Count the lines in the entries below that contain the string "foliage", matching case exactly. Reply with the number alone.

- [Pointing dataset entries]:
+---+
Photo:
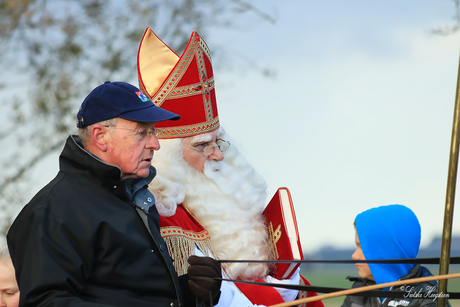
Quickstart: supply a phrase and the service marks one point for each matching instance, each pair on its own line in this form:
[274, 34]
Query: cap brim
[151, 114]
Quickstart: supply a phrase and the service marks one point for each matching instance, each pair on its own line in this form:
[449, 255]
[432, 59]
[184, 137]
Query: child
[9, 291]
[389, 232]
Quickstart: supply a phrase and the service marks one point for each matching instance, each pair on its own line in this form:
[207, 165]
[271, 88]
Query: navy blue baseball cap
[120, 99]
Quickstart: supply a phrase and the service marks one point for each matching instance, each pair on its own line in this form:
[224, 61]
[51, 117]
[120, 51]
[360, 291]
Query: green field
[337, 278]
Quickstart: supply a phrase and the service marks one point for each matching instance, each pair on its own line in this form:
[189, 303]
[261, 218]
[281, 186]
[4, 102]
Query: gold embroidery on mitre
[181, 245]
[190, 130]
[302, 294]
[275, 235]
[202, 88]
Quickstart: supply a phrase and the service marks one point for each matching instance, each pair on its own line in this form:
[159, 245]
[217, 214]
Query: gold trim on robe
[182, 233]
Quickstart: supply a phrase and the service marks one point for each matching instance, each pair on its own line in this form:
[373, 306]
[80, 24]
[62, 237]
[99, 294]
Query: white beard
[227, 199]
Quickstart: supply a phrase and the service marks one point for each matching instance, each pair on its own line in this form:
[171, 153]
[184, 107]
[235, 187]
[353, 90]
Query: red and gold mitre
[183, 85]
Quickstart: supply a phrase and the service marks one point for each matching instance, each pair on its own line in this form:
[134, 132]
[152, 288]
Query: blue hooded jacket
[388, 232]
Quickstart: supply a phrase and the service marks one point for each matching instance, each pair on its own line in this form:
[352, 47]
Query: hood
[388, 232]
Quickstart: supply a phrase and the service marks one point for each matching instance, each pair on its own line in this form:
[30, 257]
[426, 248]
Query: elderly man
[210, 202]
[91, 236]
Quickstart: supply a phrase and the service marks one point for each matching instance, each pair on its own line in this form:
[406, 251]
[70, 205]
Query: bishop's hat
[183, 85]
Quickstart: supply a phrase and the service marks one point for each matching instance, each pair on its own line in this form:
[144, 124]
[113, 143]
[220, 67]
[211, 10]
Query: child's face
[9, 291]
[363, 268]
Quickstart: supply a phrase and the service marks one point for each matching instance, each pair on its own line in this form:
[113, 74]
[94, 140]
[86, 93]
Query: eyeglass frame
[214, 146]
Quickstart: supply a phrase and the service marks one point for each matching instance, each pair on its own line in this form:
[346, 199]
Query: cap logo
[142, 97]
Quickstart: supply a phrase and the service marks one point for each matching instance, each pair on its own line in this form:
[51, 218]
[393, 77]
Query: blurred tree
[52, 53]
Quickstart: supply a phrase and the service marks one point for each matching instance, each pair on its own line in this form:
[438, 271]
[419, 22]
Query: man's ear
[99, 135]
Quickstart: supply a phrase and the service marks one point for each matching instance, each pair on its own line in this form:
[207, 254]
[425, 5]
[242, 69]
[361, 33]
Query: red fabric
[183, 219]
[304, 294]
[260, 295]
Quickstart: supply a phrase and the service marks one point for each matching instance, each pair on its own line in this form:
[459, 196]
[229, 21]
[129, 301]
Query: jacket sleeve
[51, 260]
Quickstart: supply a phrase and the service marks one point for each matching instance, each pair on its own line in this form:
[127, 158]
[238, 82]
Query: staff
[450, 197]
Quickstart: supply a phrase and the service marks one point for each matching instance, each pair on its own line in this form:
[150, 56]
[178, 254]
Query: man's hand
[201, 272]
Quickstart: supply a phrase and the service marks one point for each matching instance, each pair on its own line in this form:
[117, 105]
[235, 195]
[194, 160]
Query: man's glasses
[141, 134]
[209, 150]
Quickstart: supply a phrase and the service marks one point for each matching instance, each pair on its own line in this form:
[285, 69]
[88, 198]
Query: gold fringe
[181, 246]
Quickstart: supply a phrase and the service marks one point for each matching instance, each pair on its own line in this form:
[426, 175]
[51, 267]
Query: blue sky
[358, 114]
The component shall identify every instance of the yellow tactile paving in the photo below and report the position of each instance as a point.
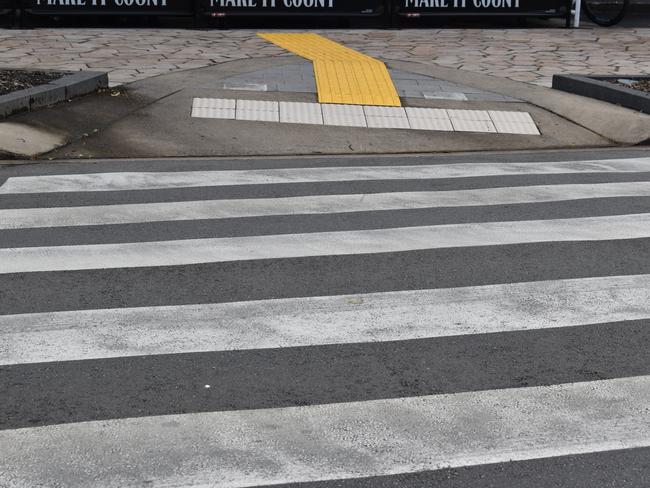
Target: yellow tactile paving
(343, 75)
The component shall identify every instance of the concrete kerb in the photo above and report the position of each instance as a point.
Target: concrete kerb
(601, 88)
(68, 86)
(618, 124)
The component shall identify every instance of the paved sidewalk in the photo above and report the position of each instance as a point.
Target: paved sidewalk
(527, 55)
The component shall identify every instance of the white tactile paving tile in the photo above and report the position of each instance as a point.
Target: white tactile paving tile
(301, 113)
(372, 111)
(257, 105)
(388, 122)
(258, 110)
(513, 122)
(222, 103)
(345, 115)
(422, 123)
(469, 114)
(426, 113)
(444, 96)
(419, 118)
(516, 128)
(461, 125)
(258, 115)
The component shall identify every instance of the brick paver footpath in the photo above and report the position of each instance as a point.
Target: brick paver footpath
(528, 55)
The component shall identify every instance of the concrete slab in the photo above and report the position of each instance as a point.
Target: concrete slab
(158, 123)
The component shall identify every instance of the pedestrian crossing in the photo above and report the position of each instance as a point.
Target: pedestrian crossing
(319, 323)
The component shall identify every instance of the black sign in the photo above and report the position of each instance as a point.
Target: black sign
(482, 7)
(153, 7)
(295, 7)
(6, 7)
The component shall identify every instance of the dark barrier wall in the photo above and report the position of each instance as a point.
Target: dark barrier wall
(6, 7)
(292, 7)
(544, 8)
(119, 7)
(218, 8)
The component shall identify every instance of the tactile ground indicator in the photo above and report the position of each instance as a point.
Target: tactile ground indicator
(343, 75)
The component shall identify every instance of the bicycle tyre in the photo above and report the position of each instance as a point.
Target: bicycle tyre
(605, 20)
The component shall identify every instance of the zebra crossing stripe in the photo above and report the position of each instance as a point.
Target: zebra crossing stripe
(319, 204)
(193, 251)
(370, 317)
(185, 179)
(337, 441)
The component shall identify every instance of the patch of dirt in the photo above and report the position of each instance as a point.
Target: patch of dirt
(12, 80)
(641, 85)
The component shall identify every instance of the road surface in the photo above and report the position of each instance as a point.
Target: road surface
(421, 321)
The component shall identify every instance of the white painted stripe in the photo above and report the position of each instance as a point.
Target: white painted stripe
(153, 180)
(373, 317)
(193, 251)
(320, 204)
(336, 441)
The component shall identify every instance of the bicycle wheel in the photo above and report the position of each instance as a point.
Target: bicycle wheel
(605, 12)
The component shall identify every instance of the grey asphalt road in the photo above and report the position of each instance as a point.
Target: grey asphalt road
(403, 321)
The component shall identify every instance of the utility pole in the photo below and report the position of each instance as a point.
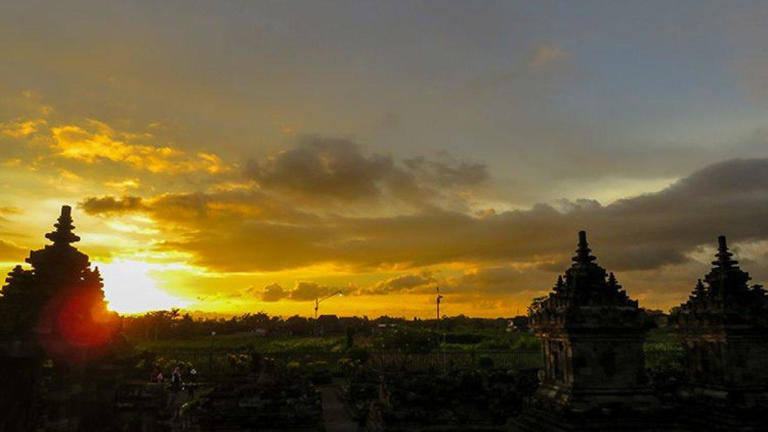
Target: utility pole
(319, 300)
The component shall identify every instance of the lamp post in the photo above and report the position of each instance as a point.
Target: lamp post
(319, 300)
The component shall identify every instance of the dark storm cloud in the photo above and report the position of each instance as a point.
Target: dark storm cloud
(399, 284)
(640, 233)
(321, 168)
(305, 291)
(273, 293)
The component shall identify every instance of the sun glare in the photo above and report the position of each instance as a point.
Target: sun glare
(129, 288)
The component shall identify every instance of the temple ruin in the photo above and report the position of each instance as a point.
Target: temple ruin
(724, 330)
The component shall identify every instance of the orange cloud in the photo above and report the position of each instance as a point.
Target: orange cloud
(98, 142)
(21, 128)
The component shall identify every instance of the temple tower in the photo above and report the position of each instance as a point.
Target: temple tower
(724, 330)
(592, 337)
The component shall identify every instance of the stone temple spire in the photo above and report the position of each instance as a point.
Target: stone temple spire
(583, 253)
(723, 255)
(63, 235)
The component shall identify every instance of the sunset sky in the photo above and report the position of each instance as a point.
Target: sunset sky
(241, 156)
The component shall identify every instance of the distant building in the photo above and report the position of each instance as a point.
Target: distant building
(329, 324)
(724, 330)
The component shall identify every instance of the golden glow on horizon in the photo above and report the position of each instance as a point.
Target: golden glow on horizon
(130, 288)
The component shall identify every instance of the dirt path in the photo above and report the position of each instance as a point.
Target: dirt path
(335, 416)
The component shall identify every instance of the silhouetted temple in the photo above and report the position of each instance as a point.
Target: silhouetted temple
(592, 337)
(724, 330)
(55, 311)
+---+
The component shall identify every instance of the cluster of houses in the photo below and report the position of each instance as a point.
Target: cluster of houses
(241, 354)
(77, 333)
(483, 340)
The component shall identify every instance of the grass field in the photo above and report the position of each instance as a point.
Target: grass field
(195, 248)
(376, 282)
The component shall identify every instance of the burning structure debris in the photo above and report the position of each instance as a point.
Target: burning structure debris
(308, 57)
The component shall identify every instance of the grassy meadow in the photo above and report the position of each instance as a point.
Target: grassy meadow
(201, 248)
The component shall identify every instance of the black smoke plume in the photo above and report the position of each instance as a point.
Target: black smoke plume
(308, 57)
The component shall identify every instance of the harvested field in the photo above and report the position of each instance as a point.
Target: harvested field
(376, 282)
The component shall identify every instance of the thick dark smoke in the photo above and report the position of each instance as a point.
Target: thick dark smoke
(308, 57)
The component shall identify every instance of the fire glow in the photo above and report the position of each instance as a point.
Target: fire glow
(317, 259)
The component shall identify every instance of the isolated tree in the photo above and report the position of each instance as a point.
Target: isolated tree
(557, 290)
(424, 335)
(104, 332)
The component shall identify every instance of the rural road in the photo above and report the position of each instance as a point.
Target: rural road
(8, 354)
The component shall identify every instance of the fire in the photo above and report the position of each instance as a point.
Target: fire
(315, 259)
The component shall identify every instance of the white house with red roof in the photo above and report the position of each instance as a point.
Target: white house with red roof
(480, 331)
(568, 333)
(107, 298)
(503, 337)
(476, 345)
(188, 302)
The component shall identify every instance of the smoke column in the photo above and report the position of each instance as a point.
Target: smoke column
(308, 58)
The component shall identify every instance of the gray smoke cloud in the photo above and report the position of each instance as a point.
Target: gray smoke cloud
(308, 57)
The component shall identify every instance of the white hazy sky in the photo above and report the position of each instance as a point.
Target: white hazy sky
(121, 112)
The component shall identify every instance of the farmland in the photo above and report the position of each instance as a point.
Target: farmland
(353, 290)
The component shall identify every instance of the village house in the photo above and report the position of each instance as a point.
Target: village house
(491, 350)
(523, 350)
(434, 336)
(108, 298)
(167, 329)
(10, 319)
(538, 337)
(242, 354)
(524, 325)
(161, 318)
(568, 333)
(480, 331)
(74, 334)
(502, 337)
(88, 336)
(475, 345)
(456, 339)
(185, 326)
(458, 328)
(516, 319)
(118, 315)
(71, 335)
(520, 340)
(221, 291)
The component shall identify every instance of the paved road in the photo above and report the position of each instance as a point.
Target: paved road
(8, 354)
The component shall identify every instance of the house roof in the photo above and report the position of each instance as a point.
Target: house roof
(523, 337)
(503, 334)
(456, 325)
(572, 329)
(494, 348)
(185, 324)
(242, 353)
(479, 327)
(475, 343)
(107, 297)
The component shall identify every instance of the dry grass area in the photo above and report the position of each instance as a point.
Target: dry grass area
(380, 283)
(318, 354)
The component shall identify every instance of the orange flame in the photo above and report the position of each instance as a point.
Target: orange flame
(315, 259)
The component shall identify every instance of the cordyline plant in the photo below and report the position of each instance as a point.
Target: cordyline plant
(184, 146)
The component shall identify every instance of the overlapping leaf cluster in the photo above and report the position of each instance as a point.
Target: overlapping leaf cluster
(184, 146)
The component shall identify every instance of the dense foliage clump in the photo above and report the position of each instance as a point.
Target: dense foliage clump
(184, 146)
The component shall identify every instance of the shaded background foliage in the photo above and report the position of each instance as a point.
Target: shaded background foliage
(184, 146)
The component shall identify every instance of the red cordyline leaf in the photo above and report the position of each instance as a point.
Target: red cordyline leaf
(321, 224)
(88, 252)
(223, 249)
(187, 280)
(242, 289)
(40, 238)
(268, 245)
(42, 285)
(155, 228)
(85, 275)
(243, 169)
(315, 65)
+---+
- [Reply to the task]: 4